## Instructions to follow:
Rewrite the article about Birdy from "The idea for" up to and including "of the alcohol.", changing "taste-testing" to "sampling".

## Excerpt provided:
----

Birdy Flight: The Story Of Traverse City's Newest Low-Alcohol Wine
By Craig Manning | June 20, 2026
“Low and slow”: That’s how Callie Gruman Furste describes Birdy, the new low-alcohol canned wine spritzer she’s launching into the northern Michigan market this summer. The wine, a collaboration with Old Mission’s Bonobo Winery, has been in the works ever since the pandemic, when Furste – who resides in Chicago but has family ties in Traverse City – found herself longing for more time in northern Michigan.
“I was thinking, ‘How do I make myself an excuse to get up there more and more?’” Furste laughs. In a typical summer, Furste, her husband, and their kids spend July and August in Frankfort. They also make routine visits to Traverse City to visit Furste’s parents – her dad is Lowell “Jep” Gruman, managing director of Boomerang Catapult and a founding member of the Traverse City Curling Club.
In the early 2020s, Furste had also just given birth to her second child, and “was unable to finish a whole bottle of wine before it went bad, because I was nursing my son.”
“I wanted a drink, and so I was mixing my white wine with ice and putting club soda in it,” she says. “It's not a novel idea; a lot of people make spritzers all the time. But surprisingly, I couldn’t find this very simple idea at the store. Ready-to-drink cocktails (RTDs) were dominating the industry at the time, but the low-alcohol wine spritzer was one of the few versions of the trend no one was putting on store shelves.”
The idea for Birdy was born. Furste got her brother Tad on board as a business partner, then called in a favor from Jep to get an introduction to the Bonobo team. By 2023, the group was taste-testing base wines and talking strategies to remove some – but not all – of the alcohol.
Non-alcoholic (NA) wines have gained ground in recent years. Nielsen reported in January that NA wine sales were up 29.1 percent compared to 2025. Speaking to Ticker sister publication the Traverse City Business News in April, Chateau Chantal CEO Marie-Chantal Dalese called NA “the only wine section to have growth nationally”; Chateau Chantal recently launched its own stable of NA wines.
Despite the growth, Furste says there wasn’t much of a roadmap in the early 2020s for how to make a wine that left most of the alcohol on the cutting room floor.

----

## Provided records:
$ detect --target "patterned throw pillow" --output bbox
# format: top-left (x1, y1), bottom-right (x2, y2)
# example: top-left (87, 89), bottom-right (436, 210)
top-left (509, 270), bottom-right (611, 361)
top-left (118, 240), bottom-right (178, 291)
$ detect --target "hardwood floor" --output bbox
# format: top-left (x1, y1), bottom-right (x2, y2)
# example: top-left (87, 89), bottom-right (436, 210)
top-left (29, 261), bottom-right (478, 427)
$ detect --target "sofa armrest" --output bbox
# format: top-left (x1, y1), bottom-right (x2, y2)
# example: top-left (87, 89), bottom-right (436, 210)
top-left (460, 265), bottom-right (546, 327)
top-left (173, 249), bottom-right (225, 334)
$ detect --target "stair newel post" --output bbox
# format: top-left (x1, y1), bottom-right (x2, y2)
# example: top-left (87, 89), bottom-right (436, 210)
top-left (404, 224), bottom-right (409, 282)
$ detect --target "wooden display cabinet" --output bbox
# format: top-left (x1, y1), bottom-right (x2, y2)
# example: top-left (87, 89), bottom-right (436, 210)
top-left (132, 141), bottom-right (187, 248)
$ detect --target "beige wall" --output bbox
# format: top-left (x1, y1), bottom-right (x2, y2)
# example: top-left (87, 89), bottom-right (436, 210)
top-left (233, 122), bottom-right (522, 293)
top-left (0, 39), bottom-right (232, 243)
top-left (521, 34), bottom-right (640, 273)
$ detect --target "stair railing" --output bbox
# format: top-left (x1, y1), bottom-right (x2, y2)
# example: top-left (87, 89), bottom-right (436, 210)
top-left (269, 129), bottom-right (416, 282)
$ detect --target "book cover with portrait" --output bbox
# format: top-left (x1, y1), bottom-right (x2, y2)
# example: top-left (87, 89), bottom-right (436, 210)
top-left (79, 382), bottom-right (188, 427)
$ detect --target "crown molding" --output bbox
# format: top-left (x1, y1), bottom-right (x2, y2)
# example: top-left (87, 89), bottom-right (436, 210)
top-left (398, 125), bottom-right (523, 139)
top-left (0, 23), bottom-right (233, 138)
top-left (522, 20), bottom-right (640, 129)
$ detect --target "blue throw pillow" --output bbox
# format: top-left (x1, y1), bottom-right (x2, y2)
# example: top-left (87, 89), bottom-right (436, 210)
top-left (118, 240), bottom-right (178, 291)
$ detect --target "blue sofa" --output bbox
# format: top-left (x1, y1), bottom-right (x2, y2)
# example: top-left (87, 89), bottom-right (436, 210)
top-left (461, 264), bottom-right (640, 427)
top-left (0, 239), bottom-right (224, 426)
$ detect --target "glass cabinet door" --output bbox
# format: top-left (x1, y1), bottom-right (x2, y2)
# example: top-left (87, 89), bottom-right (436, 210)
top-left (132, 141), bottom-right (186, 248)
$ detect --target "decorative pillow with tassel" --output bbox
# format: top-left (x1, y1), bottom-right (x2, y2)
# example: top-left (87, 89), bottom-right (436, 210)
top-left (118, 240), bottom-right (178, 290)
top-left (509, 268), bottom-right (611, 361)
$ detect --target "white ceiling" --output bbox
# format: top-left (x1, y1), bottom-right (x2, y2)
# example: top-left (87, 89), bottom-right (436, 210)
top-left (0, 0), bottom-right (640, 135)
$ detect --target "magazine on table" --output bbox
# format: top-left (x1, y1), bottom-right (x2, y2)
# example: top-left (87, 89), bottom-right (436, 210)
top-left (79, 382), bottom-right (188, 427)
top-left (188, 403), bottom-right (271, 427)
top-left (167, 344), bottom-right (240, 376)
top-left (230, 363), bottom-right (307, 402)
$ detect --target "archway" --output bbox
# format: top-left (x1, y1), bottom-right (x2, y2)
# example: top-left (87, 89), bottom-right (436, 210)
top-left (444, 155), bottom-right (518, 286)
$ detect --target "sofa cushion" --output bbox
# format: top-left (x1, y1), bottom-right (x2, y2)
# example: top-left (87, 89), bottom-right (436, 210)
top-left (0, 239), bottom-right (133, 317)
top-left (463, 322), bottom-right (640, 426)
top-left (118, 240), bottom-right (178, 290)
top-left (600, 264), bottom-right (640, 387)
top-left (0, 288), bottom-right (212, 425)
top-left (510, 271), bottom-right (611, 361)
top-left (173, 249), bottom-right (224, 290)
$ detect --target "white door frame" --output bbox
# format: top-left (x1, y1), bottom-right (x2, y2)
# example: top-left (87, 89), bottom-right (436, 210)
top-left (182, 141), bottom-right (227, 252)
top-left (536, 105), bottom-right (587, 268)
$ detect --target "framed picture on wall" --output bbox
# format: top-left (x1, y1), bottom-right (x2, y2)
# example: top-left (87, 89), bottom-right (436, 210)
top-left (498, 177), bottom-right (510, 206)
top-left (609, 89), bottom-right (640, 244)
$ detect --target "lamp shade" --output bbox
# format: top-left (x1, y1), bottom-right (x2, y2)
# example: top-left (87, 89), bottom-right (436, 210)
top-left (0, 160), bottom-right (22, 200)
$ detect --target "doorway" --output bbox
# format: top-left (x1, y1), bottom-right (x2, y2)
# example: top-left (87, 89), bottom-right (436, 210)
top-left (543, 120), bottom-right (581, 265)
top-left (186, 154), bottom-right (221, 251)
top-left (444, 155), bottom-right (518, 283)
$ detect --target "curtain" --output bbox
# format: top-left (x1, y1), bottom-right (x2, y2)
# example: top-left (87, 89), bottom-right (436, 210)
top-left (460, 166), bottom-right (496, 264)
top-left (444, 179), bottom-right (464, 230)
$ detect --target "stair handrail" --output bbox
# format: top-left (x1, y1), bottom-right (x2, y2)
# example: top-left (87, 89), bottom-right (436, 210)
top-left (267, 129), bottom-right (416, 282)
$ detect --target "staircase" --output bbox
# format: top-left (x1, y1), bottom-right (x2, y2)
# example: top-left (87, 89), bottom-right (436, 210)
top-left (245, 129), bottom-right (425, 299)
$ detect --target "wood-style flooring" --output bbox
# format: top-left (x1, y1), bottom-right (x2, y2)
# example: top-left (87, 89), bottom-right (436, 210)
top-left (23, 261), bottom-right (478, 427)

----

## Reply:
The idea for Birdy was born. Furste got her brother Tad on board as a business partner, then called in a favor from Jep to get an introduction to the Bonobo team. By 2023, the group was sampling base wines and talking strategies to remove some – but not all – of the alcohol.